### What needs to be done
Copy out the lines of the items below verbatim, beginning with the line that contains "Task: for every" and ending after the line that contains "box: [0, 0, 1000, 203]".

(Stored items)
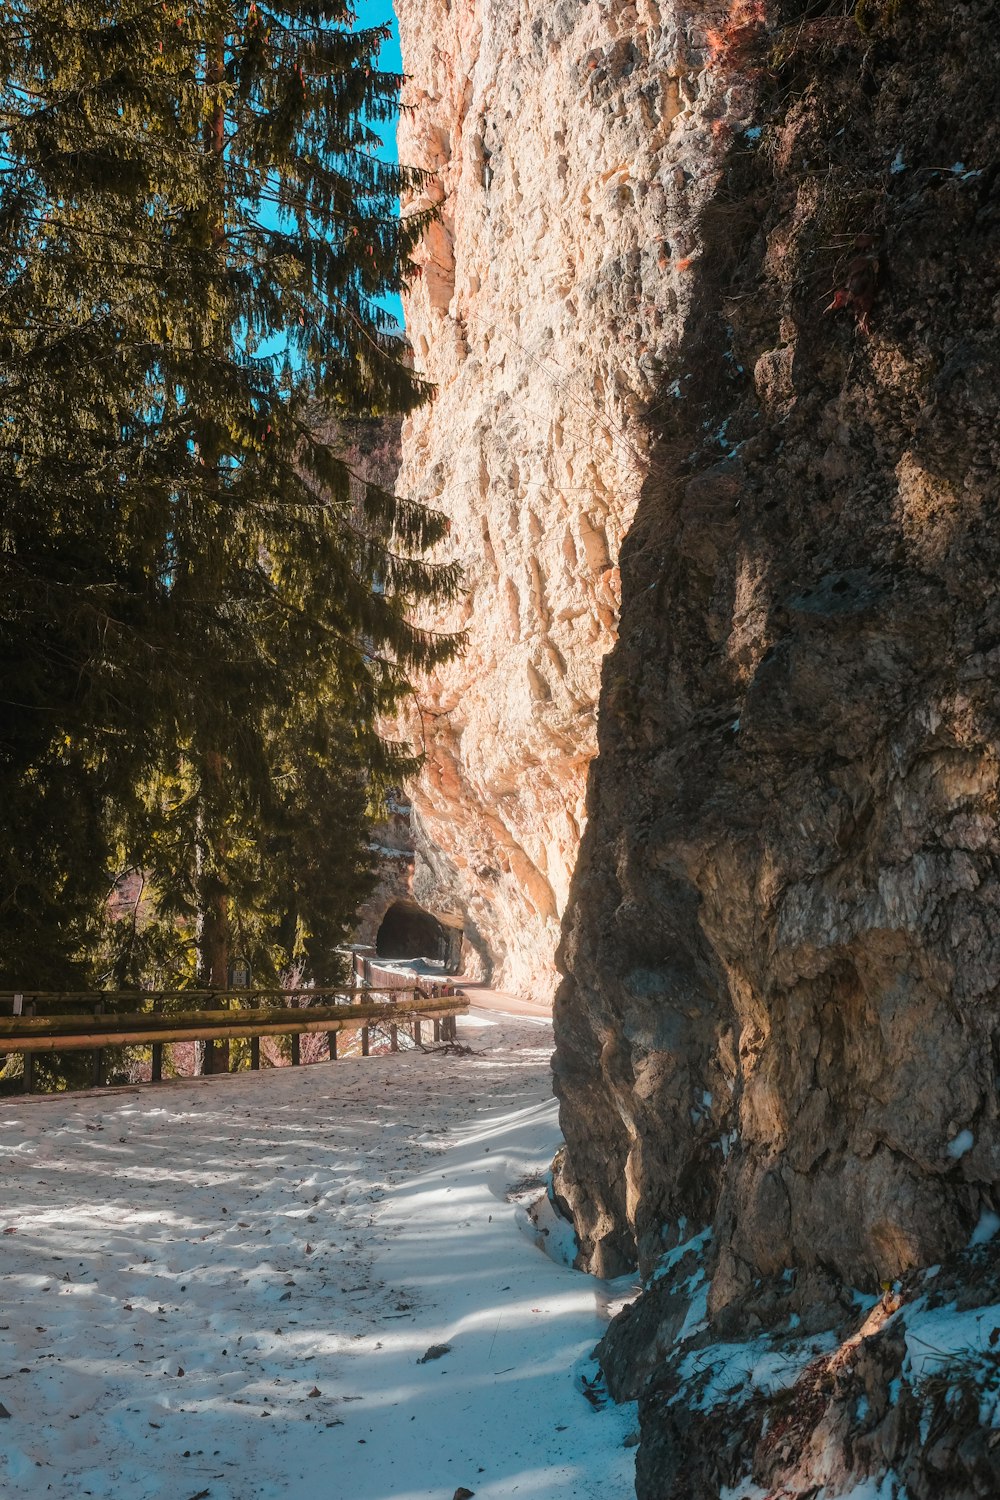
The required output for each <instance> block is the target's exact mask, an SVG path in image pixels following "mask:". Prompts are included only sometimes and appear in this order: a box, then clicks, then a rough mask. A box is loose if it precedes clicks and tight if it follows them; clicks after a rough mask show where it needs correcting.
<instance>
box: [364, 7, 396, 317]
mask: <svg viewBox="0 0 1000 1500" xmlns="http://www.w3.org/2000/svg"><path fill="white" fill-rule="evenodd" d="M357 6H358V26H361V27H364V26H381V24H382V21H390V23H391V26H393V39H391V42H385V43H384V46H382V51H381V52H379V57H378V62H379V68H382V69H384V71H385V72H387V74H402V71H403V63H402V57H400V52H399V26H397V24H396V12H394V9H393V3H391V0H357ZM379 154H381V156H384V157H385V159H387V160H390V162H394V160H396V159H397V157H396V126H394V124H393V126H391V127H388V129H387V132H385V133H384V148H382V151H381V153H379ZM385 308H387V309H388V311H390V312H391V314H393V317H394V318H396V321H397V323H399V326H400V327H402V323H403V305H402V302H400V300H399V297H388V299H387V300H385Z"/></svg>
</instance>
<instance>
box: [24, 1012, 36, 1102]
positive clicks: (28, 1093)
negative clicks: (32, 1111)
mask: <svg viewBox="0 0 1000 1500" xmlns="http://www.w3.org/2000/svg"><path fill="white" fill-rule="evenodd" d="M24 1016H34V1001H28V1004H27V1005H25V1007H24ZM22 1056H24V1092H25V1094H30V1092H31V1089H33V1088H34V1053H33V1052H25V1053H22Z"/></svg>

==

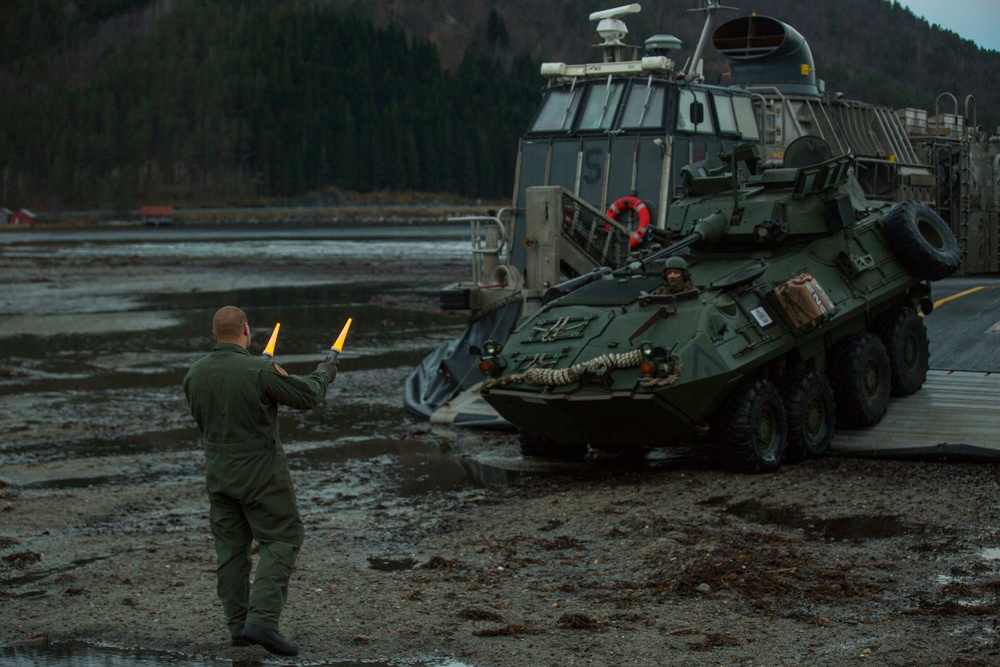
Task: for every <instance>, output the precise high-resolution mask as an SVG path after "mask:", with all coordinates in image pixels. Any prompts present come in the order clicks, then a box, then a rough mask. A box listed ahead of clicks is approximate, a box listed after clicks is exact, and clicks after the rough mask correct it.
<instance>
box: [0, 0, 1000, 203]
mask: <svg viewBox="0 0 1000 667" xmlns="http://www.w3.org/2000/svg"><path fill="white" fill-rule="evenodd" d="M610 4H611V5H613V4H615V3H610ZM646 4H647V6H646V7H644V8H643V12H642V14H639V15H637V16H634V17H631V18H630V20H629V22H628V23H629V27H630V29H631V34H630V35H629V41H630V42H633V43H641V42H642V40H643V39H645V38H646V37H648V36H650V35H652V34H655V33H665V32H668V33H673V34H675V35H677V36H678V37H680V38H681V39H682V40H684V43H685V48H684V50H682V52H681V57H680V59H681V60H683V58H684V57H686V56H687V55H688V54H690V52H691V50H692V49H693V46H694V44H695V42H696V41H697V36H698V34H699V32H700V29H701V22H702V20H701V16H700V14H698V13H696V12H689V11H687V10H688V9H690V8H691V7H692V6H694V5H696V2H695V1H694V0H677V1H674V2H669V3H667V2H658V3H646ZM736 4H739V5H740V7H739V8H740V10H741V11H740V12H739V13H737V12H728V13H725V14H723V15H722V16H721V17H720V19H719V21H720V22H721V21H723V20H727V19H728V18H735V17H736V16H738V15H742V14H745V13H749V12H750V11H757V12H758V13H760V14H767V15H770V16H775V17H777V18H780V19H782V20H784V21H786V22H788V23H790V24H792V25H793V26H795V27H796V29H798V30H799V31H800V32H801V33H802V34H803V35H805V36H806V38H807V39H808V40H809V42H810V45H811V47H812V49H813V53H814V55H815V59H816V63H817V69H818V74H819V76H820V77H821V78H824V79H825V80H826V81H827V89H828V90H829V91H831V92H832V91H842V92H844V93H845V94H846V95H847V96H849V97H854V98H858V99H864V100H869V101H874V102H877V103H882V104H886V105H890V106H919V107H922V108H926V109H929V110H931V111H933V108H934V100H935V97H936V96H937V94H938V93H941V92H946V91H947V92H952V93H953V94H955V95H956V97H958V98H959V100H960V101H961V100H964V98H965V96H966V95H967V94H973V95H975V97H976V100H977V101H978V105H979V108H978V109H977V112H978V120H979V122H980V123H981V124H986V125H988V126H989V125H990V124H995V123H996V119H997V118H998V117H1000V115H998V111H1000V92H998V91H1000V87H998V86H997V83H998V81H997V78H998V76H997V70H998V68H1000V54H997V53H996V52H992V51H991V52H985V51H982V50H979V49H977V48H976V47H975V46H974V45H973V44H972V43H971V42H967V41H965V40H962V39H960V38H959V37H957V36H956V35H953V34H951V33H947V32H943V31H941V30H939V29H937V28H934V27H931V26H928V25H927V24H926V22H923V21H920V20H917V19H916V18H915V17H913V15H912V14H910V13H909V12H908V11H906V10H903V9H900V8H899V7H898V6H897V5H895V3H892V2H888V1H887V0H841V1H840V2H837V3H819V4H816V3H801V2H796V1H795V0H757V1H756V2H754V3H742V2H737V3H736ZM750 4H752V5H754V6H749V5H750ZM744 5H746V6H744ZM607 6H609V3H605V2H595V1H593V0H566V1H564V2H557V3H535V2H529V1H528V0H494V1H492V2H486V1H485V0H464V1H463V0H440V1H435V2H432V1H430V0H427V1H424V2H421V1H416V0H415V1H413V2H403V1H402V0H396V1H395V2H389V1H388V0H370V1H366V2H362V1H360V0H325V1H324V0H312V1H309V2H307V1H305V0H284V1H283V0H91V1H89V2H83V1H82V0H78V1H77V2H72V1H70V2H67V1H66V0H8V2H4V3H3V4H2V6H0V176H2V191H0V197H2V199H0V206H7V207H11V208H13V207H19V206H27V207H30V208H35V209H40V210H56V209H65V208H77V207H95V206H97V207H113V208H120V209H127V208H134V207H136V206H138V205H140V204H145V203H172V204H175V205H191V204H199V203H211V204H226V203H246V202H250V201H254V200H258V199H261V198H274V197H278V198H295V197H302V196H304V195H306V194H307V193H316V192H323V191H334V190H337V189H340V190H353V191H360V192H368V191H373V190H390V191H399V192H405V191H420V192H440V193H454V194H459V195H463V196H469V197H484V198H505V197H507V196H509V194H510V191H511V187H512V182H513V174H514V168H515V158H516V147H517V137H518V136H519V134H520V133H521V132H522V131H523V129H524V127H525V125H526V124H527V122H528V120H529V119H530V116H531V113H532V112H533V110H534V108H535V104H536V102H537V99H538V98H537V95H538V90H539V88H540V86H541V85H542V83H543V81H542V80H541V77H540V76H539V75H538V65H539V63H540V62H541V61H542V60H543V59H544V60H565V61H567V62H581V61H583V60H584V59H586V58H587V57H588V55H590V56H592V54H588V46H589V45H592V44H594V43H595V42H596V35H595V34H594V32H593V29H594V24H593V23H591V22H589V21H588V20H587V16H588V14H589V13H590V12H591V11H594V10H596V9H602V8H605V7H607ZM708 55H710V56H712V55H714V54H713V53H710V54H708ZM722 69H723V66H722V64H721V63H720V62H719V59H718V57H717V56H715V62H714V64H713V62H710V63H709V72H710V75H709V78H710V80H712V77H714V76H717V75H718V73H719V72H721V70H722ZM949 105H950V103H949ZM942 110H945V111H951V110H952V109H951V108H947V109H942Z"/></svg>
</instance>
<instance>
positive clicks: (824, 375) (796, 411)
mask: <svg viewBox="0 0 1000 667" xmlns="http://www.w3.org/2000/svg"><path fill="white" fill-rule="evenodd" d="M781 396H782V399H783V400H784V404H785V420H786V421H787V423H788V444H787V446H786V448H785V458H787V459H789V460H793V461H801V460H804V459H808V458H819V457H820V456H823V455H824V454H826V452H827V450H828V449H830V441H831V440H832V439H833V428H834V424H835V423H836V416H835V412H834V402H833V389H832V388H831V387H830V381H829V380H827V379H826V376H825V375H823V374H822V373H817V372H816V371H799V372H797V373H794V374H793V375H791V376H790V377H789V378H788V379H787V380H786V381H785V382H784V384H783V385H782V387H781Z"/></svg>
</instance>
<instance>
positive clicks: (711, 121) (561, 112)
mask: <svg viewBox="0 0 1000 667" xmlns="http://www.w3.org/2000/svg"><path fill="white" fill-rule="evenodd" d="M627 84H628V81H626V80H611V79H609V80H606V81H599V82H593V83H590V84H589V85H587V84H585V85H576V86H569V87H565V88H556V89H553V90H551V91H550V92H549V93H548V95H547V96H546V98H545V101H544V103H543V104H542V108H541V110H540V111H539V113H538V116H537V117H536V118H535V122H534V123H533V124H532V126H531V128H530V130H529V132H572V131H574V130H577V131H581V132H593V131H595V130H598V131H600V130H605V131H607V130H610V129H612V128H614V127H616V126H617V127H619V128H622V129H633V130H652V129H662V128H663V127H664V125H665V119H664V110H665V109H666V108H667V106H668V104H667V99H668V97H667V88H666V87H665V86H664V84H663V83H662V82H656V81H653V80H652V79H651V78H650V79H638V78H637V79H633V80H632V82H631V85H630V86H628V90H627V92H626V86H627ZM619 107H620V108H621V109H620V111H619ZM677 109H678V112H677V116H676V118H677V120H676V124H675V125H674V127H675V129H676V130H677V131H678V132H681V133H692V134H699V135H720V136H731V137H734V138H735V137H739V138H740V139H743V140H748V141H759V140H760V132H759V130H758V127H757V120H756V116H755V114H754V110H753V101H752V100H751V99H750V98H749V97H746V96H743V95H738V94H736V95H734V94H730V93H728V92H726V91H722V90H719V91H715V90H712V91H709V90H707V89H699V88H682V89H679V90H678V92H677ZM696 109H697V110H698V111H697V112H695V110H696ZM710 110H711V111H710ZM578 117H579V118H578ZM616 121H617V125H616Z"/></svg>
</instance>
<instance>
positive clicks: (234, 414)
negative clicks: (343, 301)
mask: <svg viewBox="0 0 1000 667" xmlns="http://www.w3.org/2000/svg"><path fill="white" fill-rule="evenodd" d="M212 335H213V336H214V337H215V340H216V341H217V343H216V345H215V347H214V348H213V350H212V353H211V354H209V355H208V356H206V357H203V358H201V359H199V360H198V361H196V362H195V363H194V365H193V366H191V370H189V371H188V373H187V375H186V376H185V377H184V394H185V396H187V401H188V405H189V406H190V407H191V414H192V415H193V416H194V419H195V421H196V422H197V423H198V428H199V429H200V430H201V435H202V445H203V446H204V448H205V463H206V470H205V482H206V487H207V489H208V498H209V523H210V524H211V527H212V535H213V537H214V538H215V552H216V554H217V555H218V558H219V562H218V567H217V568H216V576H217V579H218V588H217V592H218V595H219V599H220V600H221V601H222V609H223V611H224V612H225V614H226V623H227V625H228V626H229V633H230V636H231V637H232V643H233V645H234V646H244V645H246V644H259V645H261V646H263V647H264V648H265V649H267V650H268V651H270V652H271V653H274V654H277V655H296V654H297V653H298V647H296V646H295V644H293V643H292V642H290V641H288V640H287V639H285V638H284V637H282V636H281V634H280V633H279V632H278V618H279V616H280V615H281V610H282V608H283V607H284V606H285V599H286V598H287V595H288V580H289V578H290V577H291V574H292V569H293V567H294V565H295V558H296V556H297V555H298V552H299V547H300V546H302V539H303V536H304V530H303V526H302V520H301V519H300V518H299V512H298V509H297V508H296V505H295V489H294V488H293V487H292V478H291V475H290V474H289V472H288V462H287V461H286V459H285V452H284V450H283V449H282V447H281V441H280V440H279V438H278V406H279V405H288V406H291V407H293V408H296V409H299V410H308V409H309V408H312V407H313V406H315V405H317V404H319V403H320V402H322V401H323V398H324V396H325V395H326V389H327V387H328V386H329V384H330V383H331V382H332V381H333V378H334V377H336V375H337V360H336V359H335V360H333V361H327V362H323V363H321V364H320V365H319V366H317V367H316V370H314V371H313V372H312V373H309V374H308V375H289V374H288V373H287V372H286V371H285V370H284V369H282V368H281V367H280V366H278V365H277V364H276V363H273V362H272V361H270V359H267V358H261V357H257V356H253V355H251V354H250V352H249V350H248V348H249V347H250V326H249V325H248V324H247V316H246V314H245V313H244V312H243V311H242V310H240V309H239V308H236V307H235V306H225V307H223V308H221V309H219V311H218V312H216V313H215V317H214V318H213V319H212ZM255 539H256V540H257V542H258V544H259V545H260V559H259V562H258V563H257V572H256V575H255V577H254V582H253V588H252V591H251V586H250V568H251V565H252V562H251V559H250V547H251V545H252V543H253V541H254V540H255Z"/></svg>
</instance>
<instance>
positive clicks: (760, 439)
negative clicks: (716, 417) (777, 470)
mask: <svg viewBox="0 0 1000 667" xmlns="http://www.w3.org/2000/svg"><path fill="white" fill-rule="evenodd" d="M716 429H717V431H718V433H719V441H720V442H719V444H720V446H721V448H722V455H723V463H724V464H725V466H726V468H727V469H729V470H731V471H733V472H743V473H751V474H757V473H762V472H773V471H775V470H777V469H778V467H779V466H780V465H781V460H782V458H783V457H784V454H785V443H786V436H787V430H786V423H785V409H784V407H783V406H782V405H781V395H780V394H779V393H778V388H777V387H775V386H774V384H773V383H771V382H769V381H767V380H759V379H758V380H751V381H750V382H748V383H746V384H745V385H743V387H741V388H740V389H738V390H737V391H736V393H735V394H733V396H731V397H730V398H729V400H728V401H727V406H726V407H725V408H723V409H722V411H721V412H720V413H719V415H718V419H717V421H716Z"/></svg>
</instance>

### Reply to the task
Task: for every <instance>, output the precise high-resolution mask as an SVG path after "mask:", with all coordinates in image pixels. Any prompts present come in the order clicks, then a box, then a rough mask. A box listed ahead of clicks is approximate, a box listed after clicks is exact, and clicks after the rough mask correct it.
<instance>
box: [0, 0, 1000, 203]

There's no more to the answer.